• _Trecho do texto_
________________________

Celebridades vivem em um universo de neutralidade apática. Um microcosmo no qual parece não haver política, guerras, questões sociais e raciais. Tirando algumas exceções, famosos (por quaisquer motivos) evitam ao máximo opinar sobre assuntos polêmicos. A razão é fácil de compreender: boca fechada não perde dinheiro de publicidade. Quanto mais cara e pose de paisagem, mais dígitos na conta corrente.
Apesar do “fingismo de morto” ainda imperar, as coisas estão mudando. Lentamente, mas estão. Vem aumentando o número de figuras públicas que deixam de ter medo e passam a ter orgulho em defender causas com as quais se importam. Feminismo, combate ao racismo, agricultura orgânica, parto natural, direitos LGBT, entre outras. Algumas marcas já viram que figuras de atitude valem muito mais (no sentido real e figurado) do que zumbis sociais.

________________________

• _Excertos de conjunto de dados de anotação de localização_

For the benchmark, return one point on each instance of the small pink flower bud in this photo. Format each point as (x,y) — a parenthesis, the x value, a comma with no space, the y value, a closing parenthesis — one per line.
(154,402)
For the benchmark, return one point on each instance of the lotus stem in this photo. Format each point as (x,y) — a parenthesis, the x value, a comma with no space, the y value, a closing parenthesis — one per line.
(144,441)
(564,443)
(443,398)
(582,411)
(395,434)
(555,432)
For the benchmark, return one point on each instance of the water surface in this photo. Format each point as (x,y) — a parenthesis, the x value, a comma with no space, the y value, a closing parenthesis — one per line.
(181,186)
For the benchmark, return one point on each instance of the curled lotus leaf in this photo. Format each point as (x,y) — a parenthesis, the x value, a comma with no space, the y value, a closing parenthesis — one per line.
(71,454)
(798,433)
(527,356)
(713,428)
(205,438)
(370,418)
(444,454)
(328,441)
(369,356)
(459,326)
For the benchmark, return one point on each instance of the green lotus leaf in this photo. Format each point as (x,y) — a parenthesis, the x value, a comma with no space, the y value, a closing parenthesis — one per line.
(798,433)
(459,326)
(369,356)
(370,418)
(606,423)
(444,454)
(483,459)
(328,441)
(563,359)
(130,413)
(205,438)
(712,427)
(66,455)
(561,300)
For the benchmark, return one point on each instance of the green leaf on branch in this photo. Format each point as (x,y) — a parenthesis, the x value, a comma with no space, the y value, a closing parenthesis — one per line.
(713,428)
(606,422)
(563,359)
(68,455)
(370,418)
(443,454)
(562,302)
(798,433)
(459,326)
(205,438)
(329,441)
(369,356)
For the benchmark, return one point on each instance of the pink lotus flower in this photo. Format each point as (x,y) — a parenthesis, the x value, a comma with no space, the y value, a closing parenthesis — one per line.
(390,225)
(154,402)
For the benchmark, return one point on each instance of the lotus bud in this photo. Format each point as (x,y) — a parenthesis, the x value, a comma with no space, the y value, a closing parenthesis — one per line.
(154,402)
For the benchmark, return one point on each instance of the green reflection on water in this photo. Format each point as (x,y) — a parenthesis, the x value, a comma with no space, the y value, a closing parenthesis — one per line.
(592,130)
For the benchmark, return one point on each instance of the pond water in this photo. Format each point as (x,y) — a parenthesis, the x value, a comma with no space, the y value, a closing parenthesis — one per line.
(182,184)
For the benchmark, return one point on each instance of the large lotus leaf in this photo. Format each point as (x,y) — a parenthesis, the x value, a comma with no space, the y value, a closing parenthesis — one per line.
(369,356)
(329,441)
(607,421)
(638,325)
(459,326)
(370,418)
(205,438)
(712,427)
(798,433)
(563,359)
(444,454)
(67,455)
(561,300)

________________________

• _Tarefa proposta 1_
Cite sem alterações o trecho do texto sobre celebridades que começa com as palavras que contêm "Celebridades vivem em" e termina com "que zumbis sociais.".
• _Tarefa proposta 2_
No texto sobre celebridades, por que os famosos evitam ao máximo opinar sobre assuntos polêmicos?
• _Tarefa proposta 3_
Dê continuidade ao texto sobre celebridades a partir de onde ele para.

• _Resultado do exercício 1_
Celebridades vivem em um universo de neutralidade apática. Um microcosmo no qual parece não haver política, guerras, questões sociais e raciais. Tirando algumas exceções, famosos (por quaisquer motivos) evitam ao máximo opinar sobre assuntos polêmicos. A razão é fácil de compreender: boca fechada não perde dinheiro de publicidade. Quanto mais cara e pose de paisagem, mais dígitos na conta corrente.
Apesar do “fingismo de morto” ainda imperar, as coisas estão mudando. Lentamente, mas estão. Vem aumentando o número de figuras públicas que deixam de ter medo e passam a ter orgulho em defender causas com as quais se importam. Feminismo, combate ao racismo, agricultura orgânica, parto natural, direitos LGBT, entre outras. Algumas marcas já viram que figuras de atitude valem muito mais (no sentido real e figurado) do que zumbis sociais.

• _Resultado do exercício 2_
Porque boca fechada não perde dinheiro de publicidade.

• _Resultado do exercício 3_
Um dos chefs mais tranquilos em expressar suas convicções é o confeiteiro Lucas Corazza, apresentador do Que Seja Doce (ao lado de Carole Crema, Felipe Bronze e Roberto Strongoli), no GNT. Há alguns meses ele se viu no meio de um bombardeio de ofensas dos fãs do também chef – e também televisivo – Erick Jacquin ao dizer em um post de Instagram que o francês havia sido machista durante participação em um programa da Band. “A contribuição dele para a gastronomia brasileira é indiscutível, mas ele é escroto e machista. Não gosto disso e é meu direito. Até porque já passei por machismo por muitos anos. Ser homossexual e ser mulher é bem parecido quando se fala em enfrentar preconceito”, diz Lucas.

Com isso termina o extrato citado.